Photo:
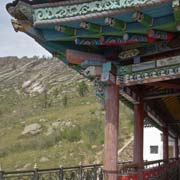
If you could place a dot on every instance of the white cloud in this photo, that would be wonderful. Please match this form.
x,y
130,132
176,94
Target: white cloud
x,y
15,44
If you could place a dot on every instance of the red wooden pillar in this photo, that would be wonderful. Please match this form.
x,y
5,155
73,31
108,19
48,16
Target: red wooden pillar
x,y
111,132
139,135
176,148
165,149
165,144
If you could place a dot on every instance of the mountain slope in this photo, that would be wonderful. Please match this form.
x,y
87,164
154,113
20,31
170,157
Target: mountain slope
x,y
44,94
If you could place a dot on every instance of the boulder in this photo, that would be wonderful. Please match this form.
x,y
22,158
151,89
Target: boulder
x,y
32,129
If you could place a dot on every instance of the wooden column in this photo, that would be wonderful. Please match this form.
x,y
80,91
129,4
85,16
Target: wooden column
x,y
139,135
111,132
165,149
176,148
165,144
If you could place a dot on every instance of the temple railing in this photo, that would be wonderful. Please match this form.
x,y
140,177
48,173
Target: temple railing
x,y
153,170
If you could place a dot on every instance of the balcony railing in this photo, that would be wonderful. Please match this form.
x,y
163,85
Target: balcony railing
x,y
154,170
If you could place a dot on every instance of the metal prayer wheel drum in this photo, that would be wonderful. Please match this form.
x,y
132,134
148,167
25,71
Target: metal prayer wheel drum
x,y
132,176
143,19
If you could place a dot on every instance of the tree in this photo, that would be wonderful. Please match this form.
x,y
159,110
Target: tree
x,y
82,88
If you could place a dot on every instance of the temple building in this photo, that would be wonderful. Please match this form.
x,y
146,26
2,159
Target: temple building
x,y
130,49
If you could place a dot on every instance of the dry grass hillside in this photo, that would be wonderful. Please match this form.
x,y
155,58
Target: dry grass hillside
x,y
45,118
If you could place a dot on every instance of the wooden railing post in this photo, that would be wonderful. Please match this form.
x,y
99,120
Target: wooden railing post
x,y
61,173
1,175
36,177
111,132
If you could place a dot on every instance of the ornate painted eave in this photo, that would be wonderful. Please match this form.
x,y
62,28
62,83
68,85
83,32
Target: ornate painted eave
x,y
88,10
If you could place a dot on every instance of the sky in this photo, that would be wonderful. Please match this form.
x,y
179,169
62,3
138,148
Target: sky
x,y
16,44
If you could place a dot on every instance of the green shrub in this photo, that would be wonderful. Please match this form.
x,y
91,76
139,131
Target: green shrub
x,y
71,134
82,88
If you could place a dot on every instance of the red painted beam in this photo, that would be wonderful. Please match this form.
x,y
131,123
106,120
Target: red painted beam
x,y
111,132
165,85
176,148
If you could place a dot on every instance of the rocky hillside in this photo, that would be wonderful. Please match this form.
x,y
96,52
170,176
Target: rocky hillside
x,y
50,116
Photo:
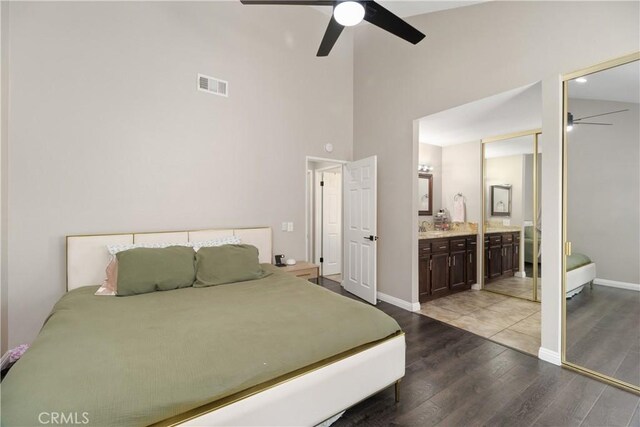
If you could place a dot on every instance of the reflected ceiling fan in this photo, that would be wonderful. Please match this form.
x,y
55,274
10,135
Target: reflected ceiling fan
x,y
347,13
571,122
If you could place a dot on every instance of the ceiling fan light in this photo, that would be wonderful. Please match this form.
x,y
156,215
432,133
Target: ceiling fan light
x,y
348,13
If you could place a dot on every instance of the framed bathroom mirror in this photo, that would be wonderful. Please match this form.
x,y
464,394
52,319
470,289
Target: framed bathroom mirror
x,y
501,200
425,194
601,279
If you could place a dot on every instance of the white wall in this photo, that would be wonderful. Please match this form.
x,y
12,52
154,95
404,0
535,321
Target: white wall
x,y
462,173
108,132
506,170
4,113
431,155
603,211
471,53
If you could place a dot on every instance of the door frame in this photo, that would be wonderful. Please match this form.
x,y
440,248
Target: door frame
x,y
535,133
307,201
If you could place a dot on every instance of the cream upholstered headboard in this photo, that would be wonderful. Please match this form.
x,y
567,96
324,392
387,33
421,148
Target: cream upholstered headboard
x,y
87,255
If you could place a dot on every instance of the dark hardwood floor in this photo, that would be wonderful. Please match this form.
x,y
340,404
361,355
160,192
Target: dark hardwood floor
x,y
456,378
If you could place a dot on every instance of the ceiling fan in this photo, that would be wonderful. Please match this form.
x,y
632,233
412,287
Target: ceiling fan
x,y
347,13
571,122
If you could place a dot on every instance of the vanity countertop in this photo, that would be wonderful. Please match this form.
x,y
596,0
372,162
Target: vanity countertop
x,y
490,230
444,234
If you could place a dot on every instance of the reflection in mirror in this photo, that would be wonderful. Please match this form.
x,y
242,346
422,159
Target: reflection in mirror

◇ ◇ ◇ ◇ ◇ ◇ ◇

• **Written task**: Copy out all the records exactly, excluding pictures.

• **Solution below**:
Photo:
If you could place a dot on every instance of the white cloud in this photo, that would be wonderful. Please match this form.
x,y
130,132
176,94
Target: white cloud
x,y
15,44
If you could place a dot on every instance of the red wooden pillar in this photo, that would be wonderful. Please match this form.
x,y
5,155
73,31
108,19
48,16
Target: red wooden pillar
x,y
111,132
139,135
176,148
165,149
165,144
If you could place a dot on every instance of the mountain slope in this photo, that would be wonderful. Please match this form.
x,y
87,164
154,113
20,31
170,157
Target: mountain slope
x,y
44,94
If you could place a dot on every instance of the boulder in this photo, that would be wonderful. Please match this form.
x,y
22,158
151,89
Target: boulder
x,y
32,129
If you could place a dot on every instance of the wooden column in this photo, that would be wonderful. Please match this form.
x,y
80,91
129,4
85,16
Target: wooden column
x,y
139,135
111,132
165,149
176,148
165,144
If you could place a dot on every instance of the temple railing in this photo, that would be wonderful. Please match this form.
x,y
140,177
48,173
Target: temple railing
x,y
153,170
If you could place a dot on every instance of the balcony railing in this photo, that would be wonderful. Please match this form.
x,y
163,85
Target: balcony railing
x,y
154,170
If you could place a dot on every instance of the metal prayer wheel drum in this photo, that would be wonderful. Please match this form.
x,y
132,134
148,167
25,71
Target: metal prayer wheel drum
x,y
132,176
143,19
If you could place a dot on every instance of the tree in this photo, that would be wonderful. Please match this form.
x,y
159,110
Target: tree
x,y
82,88
If you could place a dot on every instance of the temple building in this photo, that would be wonderful. Please match this form.
x,y
146,26
2,159
Target: temple building
x,y
130,49
If you could place a dot on every instance of the dry grass hillside in this photo, that would be wonderful. Please match this form.
x,y
155,58
Target: dry grass hillside
x,y
45,118
If you could place a dot on every instance of the wooden railing post in this photo, that would be wonderful. Please match this form.
x,y
99,120
Target: wooden railing post
x,y
61,173
1,175
36,177
111,132
If you could place a dot on every instance of the ornate painted eave in this photo, that would be wonderful. Please match this form.
x,y
62,28
62,83
68,85
83,32
Target: ornate painted eave
x,y
88,10
If you could place a dot on every instance of the sky in this photo, that would be wonderful. Please match this form.
x,y
179,169
62,3
138,148
Target: sky
x,y
16,44
If you could place a dot on every instance of the green shrub in this photo, that would be wonderful. Please match this form.
x,y
91,76
139,131
Target: green shrub
x,y
71,134
82,88
If you could place a dot on every instance of the red painted beam in this photo, that would be wonderful. Please match this form.
x,y
131,123
106,120
Target: red painted beam
x,y
111,132
165,85
176,148
If you could place a dot on every instance of the rocky hillside in this photo, that would be wonderful. Please match this form.
x,y
96,52
170,176
Target: rocky hillside
x,y
50,116
Photo:
If you could place a dot on every instance of the reflected ceiling fan in this photo, that would be wonderful. Please match this form.
x,y
55,274
10,135
Target: reflected ceiling fan
x,y
347,13
571,122
If you could place a dot on every instance of the ceiling fan light in this photo, that would be wonderful. Please match this form.
x,y
156,215
432,133
Target: ceiling fan light
x,y
348,13
If you could place a dot on every instance of the framed bathroom mirror in this photo, that would be wonderful. Please match this form.
x,y
464,394
52,319
470,289
Target: framed bathroom mirror
x,y
501,200
425,194
601,279
If you could place a dot on every instance of the white wall in this photo, that would be wonderful. Please match this form.
x,y
12,52
154,95
404,0
535,321
Target: white wall
x,y
462,173
108,132
506,170
4,113
431,155
603,211
471,53
If you could place a dot on every instance of the door frame in this photo, that would be wonderful. Please match this form.
x,y
440,248
Target: door frame
x,y
535,133
307,201
If you could place a dot on every instance of the cream upholstered headboard in this photo, that would be wonderful. Please match this form.
x,y
567,96
324,392
387,33
421,148
Target: cream upholstered headboard
x,y
87,255
If you could place a dot on every instance of the dark hardwood floor in this photo, that would be wonderful. Please match this form.
x,y
340,404
361,355
160,192
Target: dark hardwood floor
x,y
456,378
If you could place a dot on every instance of the ceiling fan in this photo, that would be wonderful. Please match this form.
x,y
632,233
412,287
Target: ceiling fan
x,y
347,13
571,122
If you could place a dot on every instance of the vanity countertop in this photo, that would be wonderful. Please match this form.
x,y
596,0
372,162
Target: vanity countertop
x,y
490,230
444,234
If you could place a dot on every instance of the reflection in mirror in this photo, that would be wonderful. Please match this form.
x,y
242,346
422,159
Target: reflection in mirror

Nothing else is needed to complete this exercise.